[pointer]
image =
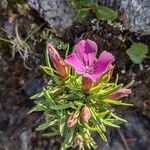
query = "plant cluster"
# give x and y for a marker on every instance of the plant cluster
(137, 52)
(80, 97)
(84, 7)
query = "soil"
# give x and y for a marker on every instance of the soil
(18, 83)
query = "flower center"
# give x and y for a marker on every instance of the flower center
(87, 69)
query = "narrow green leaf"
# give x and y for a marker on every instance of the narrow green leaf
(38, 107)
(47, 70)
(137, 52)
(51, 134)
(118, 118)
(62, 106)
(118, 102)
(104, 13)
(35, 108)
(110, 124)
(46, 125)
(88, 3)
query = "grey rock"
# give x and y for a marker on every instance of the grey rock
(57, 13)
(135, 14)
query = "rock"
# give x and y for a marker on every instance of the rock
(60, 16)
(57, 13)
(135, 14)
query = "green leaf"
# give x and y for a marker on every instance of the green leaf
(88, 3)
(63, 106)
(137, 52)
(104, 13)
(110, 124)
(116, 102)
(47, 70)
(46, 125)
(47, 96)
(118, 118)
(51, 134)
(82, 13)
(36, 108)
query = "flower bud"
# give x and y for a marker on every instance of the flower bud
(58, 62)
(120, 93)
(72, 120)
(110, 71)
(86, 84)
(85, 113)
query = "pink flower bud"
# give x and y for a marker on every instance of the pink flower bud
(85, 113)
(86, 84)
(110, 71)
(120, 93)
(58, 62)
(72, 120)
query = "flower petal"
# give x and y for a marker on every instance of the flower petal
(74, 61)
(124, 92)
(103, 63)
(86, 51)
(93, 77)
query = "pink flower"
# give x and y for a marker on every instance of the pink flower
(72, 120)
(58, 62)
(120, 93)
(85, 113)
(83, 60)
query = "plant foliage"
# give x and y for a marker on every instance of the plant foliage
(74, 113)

★ ★ ★ ★ ★

Aim: Omit any images, then output the listing exactly.

Response:
[pointer]
image =
query = "plant cluster"
# give x and y for a marker on every instance of the plant cluster
(137, 52)
(80, 97)
(84, 7)
query = "soil"
# give x and y for a marker on every instance of the soil
(18, 83)
query = "flower center"
# give x and y for a marker on every instance of the flower center
(87, 69)
query = "narrow green leaf"
# give x and y for a marker on every instance of the narrow green leaf
(38, 107)
(47, 70)
(137, 52)
(51, 134)
(118, 118)
(62, 106)
(118, 102)
(104, 13)
(35, 108)
(110, 124)
(46, 125)
(88, 3)
query = "grey rock"
# give x and y for a marker on every instance of the grey rock
(57, 13)
(135, 14)
query = "rock"
# give x and y for a marker on every instance of the rock
(60, 16)
(57, 13)
(135, 14)
query = "green leaf"
# give x and y for a marker on every instance of the green leaf
(88, 3)
(63, 106)
(137, 52)
(104, 13)
(110, 124)
(116, 102)
(47, 70)
(46, 125)
(47, 96)
(118, 118)
(51, 134)
(82, 13)
(36, 108)
query = "flower bud"
# give x and y for a marker on every instance of the flower bud
(58, 62)
(120, 93)
(72, 120)
(110, 71)
(86, 84)
(85, 113)
query = "pink flower bud"
# give x and y for a marker on every instance of the pink flower bud
(85, 113)
(86, 84)
(110, 71)
(120, 93)
(58, 62)
(72, 120)
query = "flower petal"
# give x and y for a marker on every instance of the flower petal
(74, 61)
(124, 92)
(103, 63)
(86, 51)
(93, 77)
query = "pink flower"
# give x and y for a marker on every instance of the pink flower
(72, 120)
(58, 62)
(120, 93)
(85, 113)
(83, 60)
query = "plant foliage"
# give x and y for a marker on every instance of the plant foliage
(74, 113)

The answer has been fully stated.